Friday, September 22, 2023


Ask Dave: Can I convert RV’s 2-way fridge to 3-way for safety on the road?

Dear Dave,
Can an RV’s 2-way refrigerator (electric/propane) be converted to a 3-way fridge, to be able to safely run it while traveling? I have a 2022 Winnebago Micro Minnie, 2225RL. Thank you. —Thomas

Dear Thomas,
First of all, I applaud you for researching the safe way to travel by having the propane cylinder shut off. I do not know of any kits or upgrades available to convert a refrigerator to a 3-way. Three-way means it will run on propane, 120-volt power, or 12-volt house battery power with a 12-volt heating element.

From the specification on the Winnebago website, the standard refrigerator for the Micro Minnie and your model was a 10.3 cu. ft., 12-volt compressor-driven refrigerator. The option was an 8 cu. ft., gas/electric model. I’m still a fan of the gas/electric. It is better suited for dry camping, even if you’re not boondocking for weeks on end, just like the option of using the LP for an overnight here and there. I would assume the 8 cu. ft. model fridge was installed at the time the dealer ordered it, as the 10.3 cu. ft. models were in short supply at the time.

Seminar attendees have also asked about converting the RV fridge

In several of my seminars I have gotten the same question. Some have even suggested just installing an inverter that would draw power from the house batteries and provide 120-volt power to the refrigerator and charge the house batteries from the tow vehicle alternator. Sounds interesting; however, I contacted my “go to” expert when it comes to anything electrical, Mike Sokol, and it’s not that simple.

Mike indicated your RV fridge would probably pull at least 600 watts, as his tests have shown, and possibly more when running. Yes, a 1500-watt inverter could handle it. However, your battery/batteries will not. Also, the engine alternator through the 7-pin adapter could not provide enough power to keep the batteries charged after about 1 hour. Even if you had 100 ah lithium batteries, they would discharge in one hour.

So, to answer your question, there is no simple or inexpensive way to upgrade or redesign your refrigerator to be powered by the tow vehicle charging system going down the road.

Other options

Mike suggested maybe swapping out the current refrigerator with a Dometic 12-volt model with Danfoss compressor. He has tested that and it only draws a small amount of 12-volt house battery power that could be replenished by the tow vehicle while driving. Check out his review here.

---

> **Short problem**:
Please answer these questions from the RV fridge column:
(a) What standard refrigerator does the Winnebago website list for the Micro Minnie?
(b) How many watts did Mike Sokol's tests show an RV fridge would probably pull at least?
(c) What replacement refrigerator did Mike suggest?
The entries after this note are separate material, unrelated to the RV fridge column.

> **Excerpted data**:
---

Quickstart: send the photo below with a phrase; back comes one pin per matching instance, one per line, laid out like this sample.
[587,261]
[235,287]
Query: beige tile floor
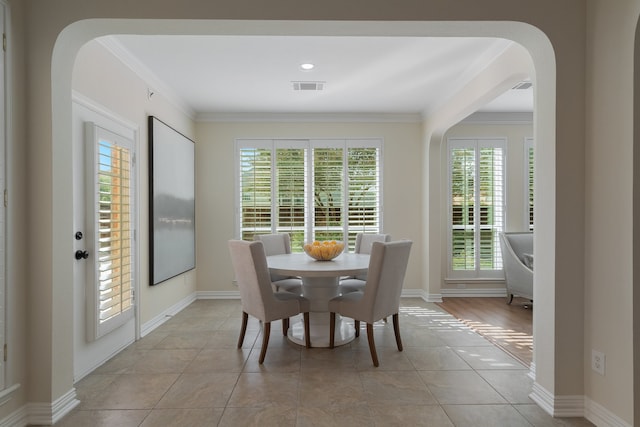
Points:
[188,372]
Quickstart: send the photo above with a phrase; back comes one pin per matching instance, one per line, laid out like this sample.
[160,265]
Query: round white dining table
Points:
[320,281]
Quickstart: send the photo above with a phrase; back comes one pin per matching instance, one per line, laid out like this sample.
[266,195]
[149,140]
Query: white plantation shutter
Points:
[529,169]
[491,205]
[364,208]
[477,206]
[110,231]
[328,190]
[311,189]
[462,184]
[255,190]
[290,183]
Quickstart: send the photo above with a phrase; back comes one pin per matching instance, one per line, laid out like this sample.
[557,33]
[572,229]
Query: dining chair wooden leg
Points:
[307,330]
[396,330]
[243,328]
[372,344]
[266,331]
[332,329]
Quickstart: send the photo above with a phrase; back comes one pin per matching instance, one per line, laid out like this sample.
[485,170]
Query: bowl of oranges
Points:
[323,250]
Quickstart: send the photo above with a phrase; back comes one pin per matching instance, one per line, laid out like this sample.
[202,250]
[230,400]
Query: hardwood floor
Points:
[508,326]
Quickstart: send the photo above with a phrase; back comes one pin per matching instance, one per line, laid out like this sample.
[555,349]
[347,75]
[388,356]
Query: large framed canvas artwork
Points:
[172,202]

---

> **Complete output**:
(a) A 10.3 cu. ft., 12-volt compressor-driven refrigerator.
(b) 600 watts.
(c) A Dometic 12-volt model with a Danfoss compressor.